** Problem to solve **
Copy out the entries below word for word, from the line containing "Exercise. Indicate the cast" through the line containing "x=1091, y=30", including both of those lines.

________________________

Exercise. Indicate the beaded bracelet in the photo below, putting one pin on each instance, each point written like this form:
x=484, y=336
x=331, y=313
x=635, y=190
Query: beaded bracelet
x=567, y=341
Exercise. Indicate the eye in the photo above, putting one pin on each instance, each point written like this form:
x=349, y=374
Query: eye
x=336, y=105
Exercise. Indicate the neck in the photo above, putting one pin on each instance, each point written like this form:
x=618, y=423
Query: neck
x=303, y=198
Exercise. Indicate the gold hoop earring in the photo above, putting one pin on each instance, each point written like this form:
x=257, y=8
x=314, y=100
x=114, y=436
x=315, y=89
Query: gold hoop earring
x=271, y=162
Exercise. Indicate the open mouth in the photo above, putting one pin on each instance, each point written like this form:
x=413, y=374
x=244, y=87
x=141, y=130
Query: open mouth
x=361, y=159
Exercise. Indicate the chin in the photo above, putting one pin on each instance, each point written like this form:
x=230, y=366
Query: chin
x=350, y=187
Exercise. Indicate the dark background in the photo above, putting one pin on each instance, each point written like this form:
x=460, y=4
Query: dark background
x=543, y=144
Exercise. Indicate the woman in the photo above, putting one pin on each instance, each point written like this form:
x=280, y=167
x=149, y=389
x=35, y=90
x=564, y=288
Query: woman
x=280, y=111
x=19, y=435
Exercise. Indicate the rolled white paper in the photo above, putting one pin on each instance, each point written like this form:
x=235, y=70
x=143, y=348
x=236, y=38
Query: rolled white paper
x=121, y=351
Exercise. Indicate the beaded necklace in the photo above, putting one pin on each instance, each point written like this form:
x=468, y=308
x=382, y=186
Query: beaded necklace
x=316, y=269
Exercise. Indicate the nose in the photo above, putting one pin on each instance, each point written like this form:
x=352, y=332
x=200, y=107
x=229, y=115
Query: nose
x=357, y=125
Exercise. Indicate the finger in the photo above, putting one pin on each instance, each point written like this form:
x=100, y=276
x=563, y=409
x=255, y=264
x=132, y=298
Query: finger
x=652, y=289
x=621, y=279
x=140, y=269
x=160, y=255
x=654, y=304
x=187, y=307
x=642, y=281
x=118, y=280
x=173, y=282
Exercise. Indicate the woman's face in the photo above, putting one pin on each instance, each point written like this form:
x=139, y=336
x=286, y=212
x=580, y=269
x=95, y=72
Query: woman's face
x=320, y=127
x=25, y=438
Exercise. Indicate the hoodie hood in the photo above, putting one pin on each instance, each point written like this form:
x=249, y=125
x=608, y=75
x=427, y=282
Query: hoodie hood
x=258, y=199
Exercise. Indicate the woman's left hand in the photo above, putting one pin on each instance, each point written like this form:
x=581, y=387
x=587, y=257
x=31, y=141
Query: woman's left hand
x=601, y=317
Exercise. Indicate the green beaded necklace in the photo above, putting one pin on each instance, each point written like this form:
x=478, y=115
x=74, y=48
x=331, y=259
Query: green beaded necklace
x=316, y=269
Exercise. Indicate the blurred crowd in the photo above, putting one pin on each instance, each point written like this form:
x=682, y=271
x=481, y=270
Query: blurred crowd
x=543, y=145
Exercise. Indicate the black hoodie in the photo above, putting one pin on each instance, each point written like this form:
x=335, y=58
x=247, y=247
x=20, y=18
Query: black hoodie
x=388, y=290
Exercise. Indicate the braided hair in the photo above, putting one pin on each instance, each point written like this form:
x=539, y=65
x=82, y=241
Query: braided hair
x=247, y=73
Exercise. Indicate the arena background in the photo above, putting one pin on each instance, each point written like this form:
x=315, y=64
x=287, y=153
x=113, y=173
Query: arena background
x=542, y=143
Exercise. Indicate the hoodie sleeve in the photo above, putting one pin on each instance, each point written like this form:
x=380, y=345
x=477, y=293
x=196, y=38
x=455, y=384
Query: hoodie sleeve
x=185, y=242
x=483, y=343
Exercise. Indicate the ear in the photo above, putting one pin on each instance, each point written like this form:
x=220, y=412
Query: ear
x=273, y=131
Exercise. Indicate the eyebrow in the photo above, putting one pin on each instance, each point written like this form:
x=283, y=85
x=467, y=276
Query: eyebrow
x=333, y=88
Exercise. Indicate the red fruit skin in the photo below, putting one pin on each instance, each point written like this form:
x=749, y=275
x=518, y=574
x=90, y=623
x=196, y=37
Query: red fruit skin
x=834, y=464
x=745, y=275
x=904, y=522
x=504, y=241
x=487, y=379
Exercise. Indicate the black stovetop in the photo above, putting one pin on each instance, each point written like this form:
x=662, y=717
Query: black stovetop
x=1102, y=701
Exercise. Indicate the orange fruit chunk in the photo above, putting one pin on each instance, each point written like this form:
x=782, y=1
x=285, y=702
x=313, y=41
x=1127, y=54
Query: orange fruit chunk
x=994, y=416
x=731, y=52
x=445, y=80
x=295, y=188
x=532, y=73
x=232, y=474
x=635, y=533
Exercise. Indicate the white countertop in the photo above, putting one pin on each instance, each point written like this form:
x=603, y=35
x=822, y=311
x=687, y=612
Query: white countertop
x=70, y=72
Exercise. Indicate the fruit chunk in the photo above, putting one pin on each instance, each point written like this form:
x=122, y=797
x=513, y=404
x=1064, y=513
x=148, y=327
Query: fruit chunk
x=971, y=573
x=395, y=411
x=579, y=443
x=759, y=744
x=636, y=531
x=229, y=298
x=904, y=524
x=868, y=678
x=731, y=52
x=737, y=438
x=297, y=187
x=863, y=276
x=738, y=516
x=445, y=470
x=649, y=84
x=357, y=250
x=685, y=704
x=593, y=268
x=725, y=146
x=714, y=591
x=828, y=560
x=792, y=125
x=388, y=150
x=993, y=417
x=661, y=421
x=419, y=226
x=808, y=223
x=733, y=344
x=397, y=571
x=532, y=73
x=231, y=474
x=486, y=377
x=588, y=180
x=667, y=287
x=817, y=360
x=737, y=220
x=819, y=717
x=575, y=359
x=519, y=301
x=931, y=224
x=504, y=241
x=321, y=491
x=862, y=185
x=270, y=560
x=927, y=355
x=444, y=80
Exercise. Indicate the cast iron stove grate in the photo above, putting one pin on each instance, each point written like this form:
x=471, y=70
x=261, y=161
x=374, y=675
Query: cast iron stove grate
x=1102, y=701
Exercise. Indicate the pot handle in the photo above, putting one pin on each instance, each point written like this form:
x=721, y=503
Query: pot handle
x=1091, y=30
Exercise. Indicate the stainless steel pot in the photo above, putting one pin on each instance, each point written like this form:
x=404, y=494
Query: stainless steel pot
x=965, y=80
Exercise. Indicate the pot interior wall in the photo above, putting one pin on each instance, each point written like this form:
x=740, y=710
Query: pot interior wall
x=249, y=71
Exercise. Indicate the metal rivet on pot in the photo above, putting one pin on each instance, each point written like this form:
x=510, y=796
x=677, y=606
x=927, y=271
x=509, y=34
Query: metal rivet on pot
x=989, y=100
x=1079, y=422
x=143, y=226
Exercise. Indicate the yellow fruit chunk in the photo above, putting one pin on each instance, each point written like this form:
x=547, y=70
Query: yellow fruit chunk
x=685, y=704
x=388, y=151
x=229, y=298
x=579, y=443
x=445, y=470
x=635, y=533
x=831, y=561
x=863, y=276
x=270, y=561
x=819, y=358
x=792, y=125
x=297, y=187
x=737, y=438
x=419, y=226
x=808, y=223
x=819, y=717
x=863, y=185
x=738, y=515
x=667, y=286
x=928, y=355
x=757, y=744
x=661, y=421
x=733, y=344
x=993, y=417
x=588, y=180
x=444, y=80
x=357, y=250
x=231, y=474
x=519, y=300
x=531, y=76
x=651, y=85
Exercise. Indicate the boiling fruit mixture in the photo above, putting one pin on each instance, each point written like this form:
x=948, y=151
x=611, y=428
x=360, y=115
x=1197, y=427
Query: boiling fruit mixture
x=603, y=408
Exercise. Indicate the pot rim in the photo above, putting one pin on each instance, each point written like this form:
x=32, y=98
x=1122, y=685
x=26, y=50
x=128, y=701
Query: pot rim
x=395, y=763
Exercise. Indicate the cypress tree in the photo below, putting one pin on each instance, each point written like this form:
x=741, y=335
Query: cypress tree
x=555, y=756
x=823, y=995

________________________

** Output for this exercise **
Exercise. Indicate the cast iron stove grate in the photo above, putting one pin on each instance, each point written like this form:
x=471, y=70
x=261, y=161
x=374, y=675
Query: cast iron stove grate
x=1102, y=701
Exercise. Indicate the pot handle in the photo above, putting one pin on each instance, each point written like this form:
x=721, y=503
Query: pot handle
x=1091, y=30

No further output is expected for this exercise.